SOURCE EXTRACT:
· · · · ·
There are many advantages to box squatting. One of the most important is recuperation. You can train more often on a box than you can doing regular squats. The NBA's Utah Jazz do box squats for the same reason - recuperation.
The second reason is equally important. It is generally accepted that you should keep your shins perpendicular to the floor when squatting. With box squatting, you can go past this point (that is, an imaginary line drawn from your ankle to your knee will point toward your body), which places all the stress on the major squatting muscles- hips, glutes, lower back, and hamstrings. This is a tremendous advantage.
Thirdly, you don't have to ask anyone if you were parallel. Once you establish a below parallel height, all of your squats will be just that -below parallel. I have seen it over and over. As the weights get heavier, the squats get higher. This can't happen with box squats. If our clients hips are weak, we use a below parallel box with a wide stance. If they need low back power, we use a close stance, below parallel. If their quads are weak, we work them on a parallel box. If they have a sticking point about 2 inches above parallel, as is common, then work on a box that is 2 inches above parallel. Our advanced squatters use all below parallel boxes. This builds so much power out of the hole that there will be no sticking points.
· · · · ·
SUPPLIED INFORMATION:
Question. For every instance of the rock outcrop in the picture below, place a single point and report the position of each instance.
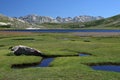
(20, 49)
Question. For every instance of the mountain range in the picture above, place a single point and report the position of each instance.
(35, 21)
(45, 19)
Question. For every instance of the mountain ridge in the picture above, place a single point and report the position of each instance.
(46, 19)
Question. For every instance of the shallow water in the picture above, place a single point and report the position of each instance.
(115, 68)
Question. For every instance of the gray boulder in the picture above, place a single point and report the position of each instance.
(20, 49)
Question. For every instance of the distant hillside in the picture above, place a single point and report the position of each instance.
(112, 22)
(8, 22)
(45, 19)
(93, 22)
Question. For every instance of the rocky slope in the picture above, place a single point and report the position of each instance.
(8, 22)
(45, 19)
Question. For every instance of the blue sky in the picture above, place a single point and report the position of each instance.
(63, 8)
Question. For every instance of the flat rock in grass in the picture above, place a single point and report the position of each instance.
(20, 49)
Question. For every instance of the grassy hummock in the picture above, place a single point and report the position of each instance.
(103, 49)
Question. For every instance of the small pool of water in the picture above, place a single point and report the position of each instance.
(82, 54)
(115, 68)
(45, 62)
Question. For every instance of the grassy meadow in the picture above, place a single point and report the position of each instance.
(103, 49)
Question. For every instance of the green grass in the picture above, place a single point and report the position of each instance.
(103, 50)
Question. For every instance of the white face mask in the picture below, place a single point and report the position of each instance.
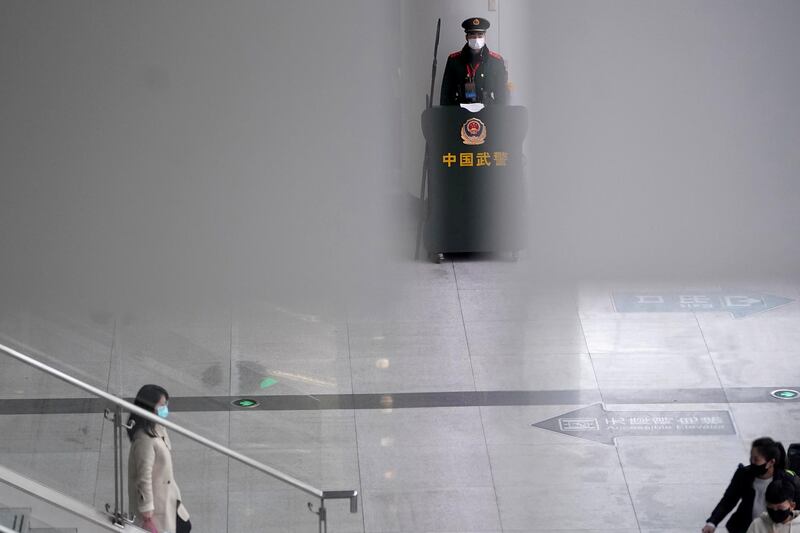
(477, 43)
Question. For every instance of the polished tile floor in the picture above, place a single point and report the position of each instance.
(424, 399)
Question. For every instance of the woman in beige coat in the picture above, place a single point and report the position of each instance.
(154, 495)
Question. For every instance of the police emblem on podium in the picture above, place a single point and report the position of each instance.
(473, 132)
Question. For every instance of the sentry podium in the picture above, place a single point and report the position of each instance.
(476, 188)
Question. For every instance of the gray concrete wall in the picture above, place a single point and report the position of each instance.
(199, 146)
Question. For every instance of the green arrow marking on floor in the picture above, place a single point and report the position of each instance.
(245, 402)
(268, 382)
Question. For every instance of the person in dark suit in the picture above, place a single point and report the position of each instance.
(475, 74)
(749, 484)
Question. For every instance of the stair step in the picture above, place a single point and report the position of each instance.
(16, 518)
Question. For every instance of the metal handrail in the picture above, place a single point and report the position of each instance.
(277, 474)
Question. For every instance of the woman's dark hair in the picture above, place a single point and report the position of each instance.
(770, 449)
(147, 398)
(779, 491)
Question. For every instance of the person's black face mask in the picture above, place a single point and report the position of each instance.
(779, 516)
(758, 470)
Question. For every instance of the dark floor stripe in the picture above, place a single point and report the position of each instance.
(408, 400)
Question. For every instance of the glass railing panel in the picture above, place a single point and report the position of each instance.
(51, 431)
(64, 441)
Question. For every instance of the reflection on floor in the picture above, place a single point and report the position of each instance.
(471, 401)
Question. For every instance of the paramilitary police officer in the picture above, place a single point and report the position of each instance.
(475, 74)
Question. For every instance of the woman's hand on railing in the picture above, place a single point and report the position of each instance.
(148, 523)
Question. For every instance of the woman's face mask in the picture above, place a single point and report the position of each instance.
(779, 516)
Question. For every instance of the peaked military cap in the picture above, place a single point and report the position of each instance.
(475, 24)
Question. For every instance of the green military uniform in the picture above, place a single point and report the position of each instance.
(474, 75)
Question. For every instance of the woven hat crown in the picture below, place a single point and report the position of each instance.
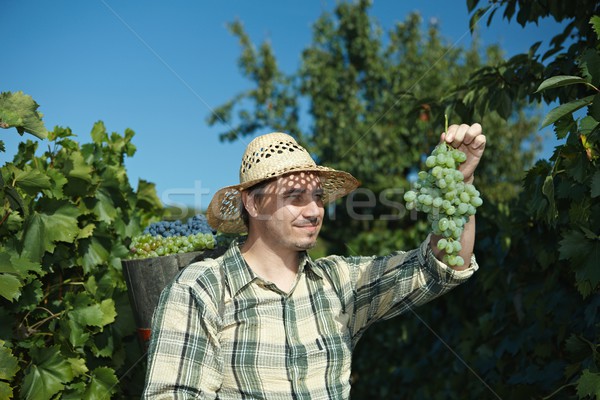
(271, 155)
(266, 157)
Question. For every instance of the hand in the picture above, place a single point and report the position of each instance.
(471, 141)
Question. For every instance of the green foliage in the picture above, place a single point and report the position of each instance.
(19, 110)
(375, 108)
(526, 326)
(67, 217)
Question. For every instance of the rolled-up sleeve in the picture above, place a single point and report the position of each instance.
(387, 286)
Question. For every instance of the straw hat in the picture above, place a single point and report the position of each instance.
(266, 157)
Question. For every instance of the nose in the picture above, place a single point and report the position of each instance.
(313, 210)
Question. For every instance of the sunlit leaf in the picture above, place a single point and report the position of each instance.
(9, 364)
(146, 195)
(57, 222)
(31, 181)
(565, 109)
(10, 287)
(98, 314)
(102, 385)
(94, 253)
(104, 208)
(558, 81)
(47, 374)
(19, 110)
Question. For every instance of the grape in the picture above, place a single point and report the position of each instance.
(195, 224)
(441, 193)
(146, 245)
(171, 237)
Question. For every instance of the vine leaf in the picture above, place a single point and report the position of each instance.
(558, 81)
(57, 223)
(99, 314)
(19, 110)
(583, 254)
(10, 286)
(596, 184)
(44, 378)
(8, 363)
(102, 384)
(589, 384)
(565, 109)
(31, 180)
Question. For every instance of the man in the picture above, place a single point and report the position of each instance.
(264, 321)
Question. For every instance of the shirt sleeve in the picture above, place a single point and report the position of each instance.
(184, 357)
(387, 286)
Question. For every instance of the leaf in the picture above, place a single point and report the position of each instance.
(99, 314)
(9, 364)
(595, 22)
(583, 253)
(47, 374)
(104, 207)
(94, 253)
(590, 66)
(548, 191)
(558, 81)
(103, 384)
(10, 287)
(76, 167)
(98, 133)
(565, 109)
(78, 366)
(5, 391)
(19, 110)
(32, 181)
(595, 186)
(58, 222)
(146, 195)
(588, 384)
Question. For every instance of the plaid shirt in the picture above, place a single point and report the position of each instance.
(222, 332)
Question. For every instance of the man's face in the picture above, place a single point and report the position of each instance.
(289, 211)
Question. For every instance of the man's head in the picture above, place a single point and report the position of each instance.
(270, 159)
(286, 211)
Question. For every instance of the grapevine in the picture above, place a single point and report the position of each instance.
(172, 237)
(441, 193)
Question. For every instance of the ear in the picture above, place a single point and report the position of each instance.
(249, 203)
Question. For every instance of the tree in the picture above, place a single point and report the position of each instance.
(367, 104)
(375, 106)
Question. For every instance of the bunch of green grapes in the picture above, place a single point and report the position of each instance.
(148, 245)
(448, 201)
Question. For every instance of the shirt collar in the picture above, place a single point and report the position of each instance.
(239, 274)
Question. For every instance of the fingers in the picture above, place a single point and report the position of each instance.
(469, 135)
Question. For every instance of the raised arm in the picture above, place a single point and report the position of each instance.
(470, 140)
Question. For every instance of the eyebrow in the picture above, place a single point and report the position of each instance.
(295, 191)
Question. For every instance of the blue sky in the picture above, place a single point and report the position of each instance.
(160, 67)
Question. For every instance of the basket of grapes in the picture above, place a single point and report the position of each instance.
(157, 255)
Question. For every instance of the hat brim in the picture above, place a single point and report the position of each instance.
(224, 210)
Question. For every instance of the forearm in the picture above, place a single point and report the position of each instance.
(467, 241)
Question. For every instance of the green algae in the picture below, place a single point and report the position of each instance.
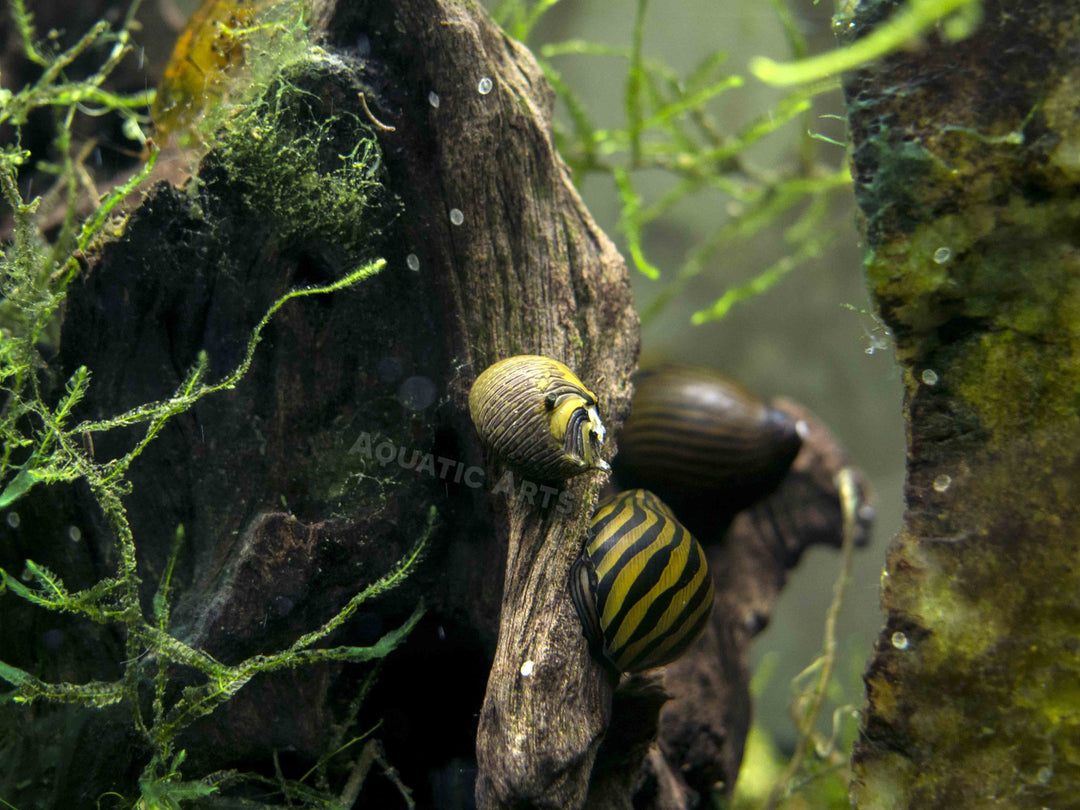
(972, 257)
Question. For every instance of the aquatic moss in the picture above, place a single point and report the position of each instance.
(310, 174)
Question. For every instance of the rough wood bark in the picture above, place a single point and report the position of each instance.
(964, 158)
(285, 520)
(527, 272)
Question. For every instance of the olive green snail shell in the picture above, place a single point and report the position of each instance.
(642, 586)
(536, 415)
(693, 430)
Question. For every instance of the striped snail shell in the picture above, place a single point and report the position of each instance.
(538, 417)
(693, 430)
(642, 586)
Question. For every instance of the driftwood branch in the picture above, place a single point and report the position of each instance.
(291, 505)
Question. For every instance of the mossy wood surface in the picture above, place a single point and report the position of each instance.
(967, 165)
(380, 144)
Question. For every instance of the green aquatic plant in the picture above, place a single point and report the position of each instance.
(667, 126)
(45, 445)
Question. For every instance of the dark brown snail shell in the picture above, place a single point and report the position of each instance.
(694, 433)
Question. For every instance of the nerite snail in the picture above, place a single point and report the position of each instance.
(642, 588)
(694, 431)
(538, 417)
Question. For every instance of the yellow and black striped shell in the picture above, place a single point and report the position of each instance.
(642, 586)
(696, 430)
(535, 414)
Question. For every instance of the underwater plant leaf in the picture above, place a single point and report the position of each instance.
(631, 206)
(95, 693)
(17, 487)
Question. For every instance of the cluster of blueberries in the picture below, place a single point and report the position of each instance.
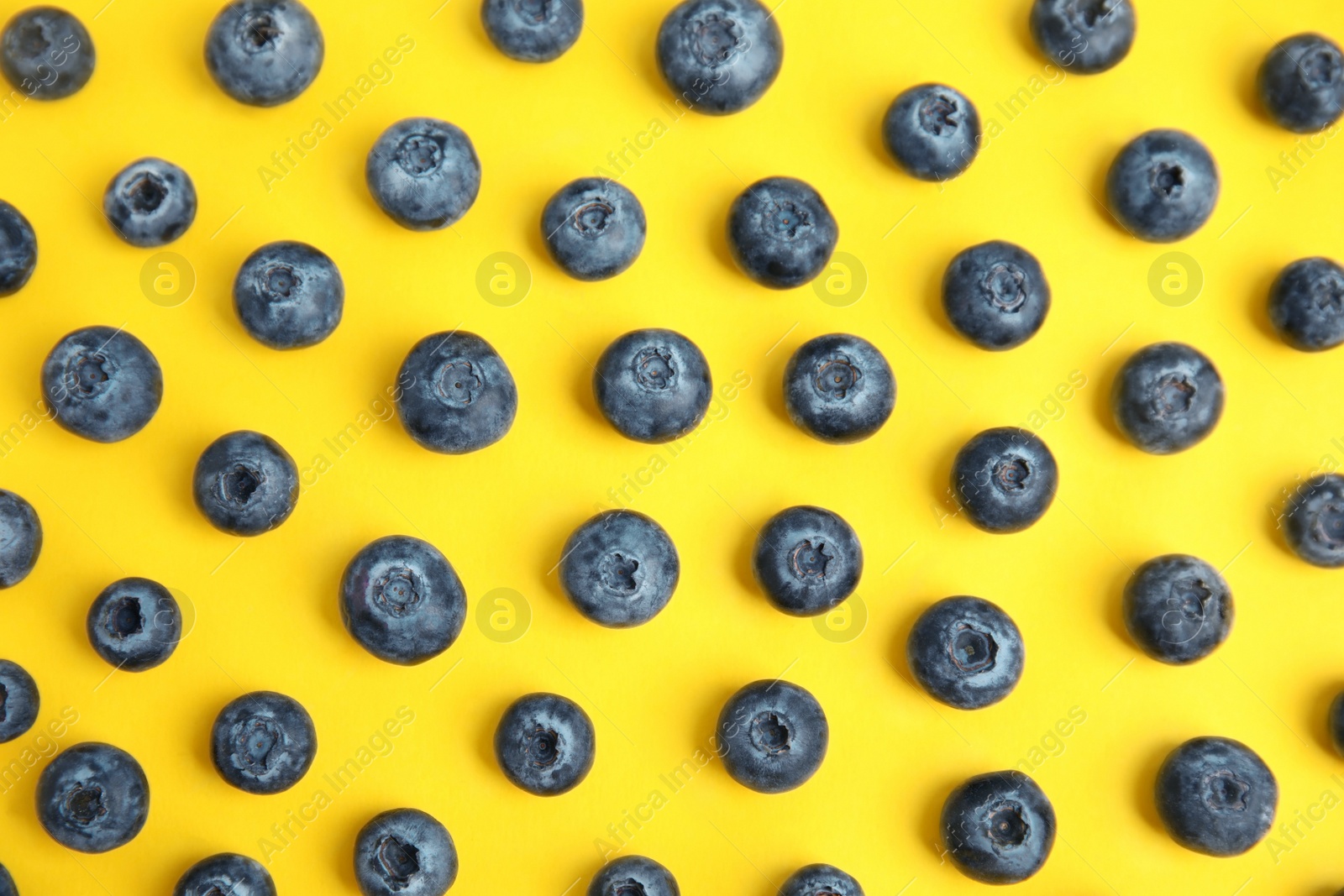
(401, 598)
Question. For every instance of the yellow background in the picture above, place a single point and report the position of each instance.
(265, 610)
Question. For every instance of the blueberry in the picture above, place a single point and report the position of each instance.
(839, 389)
(423, 174)
(1307, 304)
(1301, 82)
(134, 624)
(405, 852)
(595, 228)
(652, 385)
(264, 53)
(1163, 186)
(1167, 398)
(1178, 609)
(806, 560)
(402, 600)
(102, 383)
(1085, 36)
(772, 736)
(544, 745)
(262, 741)
(719, 56)
(46, 53)
(999, 828)
(533, 29)
(996, 295)
(457, 394)
(93, 799)
(933, 132)
(1005, 479)
(781, 233)
(1215, 797)
(226, 875)
(965, 652)
(245, 483)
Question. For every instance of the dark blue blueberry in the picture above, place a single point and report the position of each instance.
(620, 569)
(1215, 797)
(134, 624)
(533, 29)
(93, 799)
(423, 174)
(1005, 479)
(652, 385)
(1307, 304)
(402, 600)
(1167, 398)
(151, 202)
(1301, 82)
(262, 741)
(595, 228)
(999, 828)
(46, 53)
(405, 852)
(965, 652)
(719, 56)
(933, 132)
(996, 295)
(289, 295)
(806, 560)
(1085, 36)
(102, 383)
(839, 389)
(246, 483)
(457, 394)
(781, 233)
(544, 745)
(1178, 609)
(1163, 186)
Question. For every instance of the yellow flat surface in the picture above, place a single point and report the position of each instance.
(265, 609)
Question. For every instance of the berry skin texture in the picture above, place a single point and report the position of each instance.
(1005, 479)
(996, 295)
(262, 741)
(839, 389)
(806, 560)
(999, 828)
(719, 56)
(772, 736)
(1178, 609)
(289, 295)
(405, 852)
(933, 132)
(620, 569)
(134, 624)
(456, 394)
(102, 383)
(423, 174)
(544, 745)
(1163, 186)
(245, 484)
(1301, 82)
(593, 228)
(264, 53)
(402, 600)
(654, 385)
(1167, 398)
(93, 799)
(965, 652)
(1215, 797)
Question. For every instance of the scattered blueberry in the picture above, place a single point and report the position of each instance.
(544, 745)
(1216, 797)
· · · · ·
GIVEN EXERCISE 1: Per the box squatting text above, which NBA team does box squats for recuperation?
GIVEN EXERCISE 2: Print the part of the box squatting text starting at "The second reason" and ending at "a tremendous advantage.".

SOLUTION 1: The Utah Jazz

SOLUTION 2:
The second reason is equally important. It is generally accepted that you should keep your shins perpendicular to the floor when squatting. With box squatting, you can go past this point (that is, an imaginary line drawn from your ankle to your knee will point toward your body), which places all the stress on the major squatting muscles- hips, glutes, lower back, and hamstrings. This is a tremendous advantage.